[Fragmento proporcionado]
■ ■ ■ ■ ■

Las migraciones han contribuido fuertemente a cuestionar la noción clásica de ciudadanía en tanto han impulsado reflexiones sobre sus alcances y límites como medio de inclusión política y social. Ello se debe a la ligazón entre ciudadanía y nacionalidad como par indisociable, y a la naturalización de dicho vínculo, que se constituye en un obstáculo epistemológico para distinguirlas (Gil y Rosas, 2019). Así pues, desde el campo de los estudios migratorios, la noción de ciudadanía marca la distinción entre miembros y outsiders a partir de la relación que los sujetos migrantes entablan con los Estados particulares y los derechos que estos últimos deciden o no asignarles (Bauböck, 2006).
En ese sentido, se ha insistido en que la presencia de extranjerxs, es decir, no-nacionales, en el territorio nacional genera situaciones de desigualdad debido a su acceso diferencial −directamente negado, parcializado y fragmentado según el estatus migratorio de las personas− a los derechos garantizados por la condición ciudadana, tanto en lo que atañe a los derechos sociales como a los derechos civiles, culturales y políticos. En el caso europeo se ha acuñado el concepto de “estratificación cívica” (Kofman, 2002; Morris, 2003; Peláez Paz y Sanz Abad, 2018) para señalar los diferentes estatus posibles para lxs residentes de los diferentes países y el conjunto disímil de derechos que cada uno concede. En línea con este señalamiento de la existencia de estatus jerarquizados, Hammar (1989) estableció la categoría denizens para identificar a residentes permanentes con acceso a derechos sociales, económicos y civiles, pero sin poder ejercer el derecho al voto. Dicho de otro modo, la ciudadanía sirve para justificar el privilegio de lxs nacionales en el acceso al más amplio espectro de derechos que un Estado otorga (Varela Huertas, 2009).

■ ■ ■ ■ ■

[Entradas de señalamiento de objetos con nombre]

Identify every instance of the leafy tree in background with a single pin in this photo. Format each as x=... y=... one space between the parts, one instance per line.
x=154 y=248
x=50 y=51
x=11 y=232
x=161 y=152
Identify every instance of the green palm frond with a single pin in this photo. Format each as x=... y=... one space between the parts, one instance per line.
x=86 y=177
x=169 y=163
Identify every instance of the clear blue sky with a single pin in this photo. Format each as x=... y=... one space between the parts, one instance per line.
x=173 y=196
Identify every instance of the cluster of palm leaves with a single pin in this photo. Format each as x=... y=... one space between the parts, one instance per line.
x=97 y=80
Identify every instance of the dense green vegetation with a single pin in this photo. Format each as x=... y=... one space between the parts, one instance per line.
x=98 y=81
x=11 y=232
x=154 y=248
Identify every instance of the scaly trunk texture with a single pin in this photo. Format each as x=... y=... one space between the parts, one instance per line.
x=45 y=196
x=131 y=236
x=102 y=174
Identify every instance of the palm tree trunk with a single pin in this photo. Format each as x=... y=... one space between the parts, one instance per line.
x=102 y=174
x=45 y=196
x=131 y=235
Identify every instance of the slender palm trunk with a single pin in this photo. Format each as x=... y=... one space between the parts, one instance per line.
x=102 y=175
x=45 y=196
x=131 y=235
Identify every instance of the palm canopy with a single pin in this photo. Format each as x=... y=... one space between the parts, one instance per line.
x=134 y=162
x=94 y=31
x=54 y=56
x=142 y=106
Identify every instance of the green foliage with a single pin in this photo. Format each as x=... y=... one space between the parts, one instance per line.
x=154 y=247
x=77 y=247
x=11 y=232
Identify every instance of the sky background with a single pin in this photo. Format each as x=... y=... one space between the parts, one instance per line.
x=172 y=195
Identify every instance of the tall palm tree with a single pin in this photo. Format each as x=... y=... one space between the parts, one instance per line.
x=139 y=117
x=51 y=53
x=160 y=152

■ ■ ■ ■ ■

[Consigna escrita] Según el fragmento sobre migraciones y ciudadanía, ¿qué categoría estableció Hammar (1989) para identificar a residentes permanentes que no pueden votar? Los datos son un material independiente del fragmento.

[Resultado de la consigna] La categoría denizens.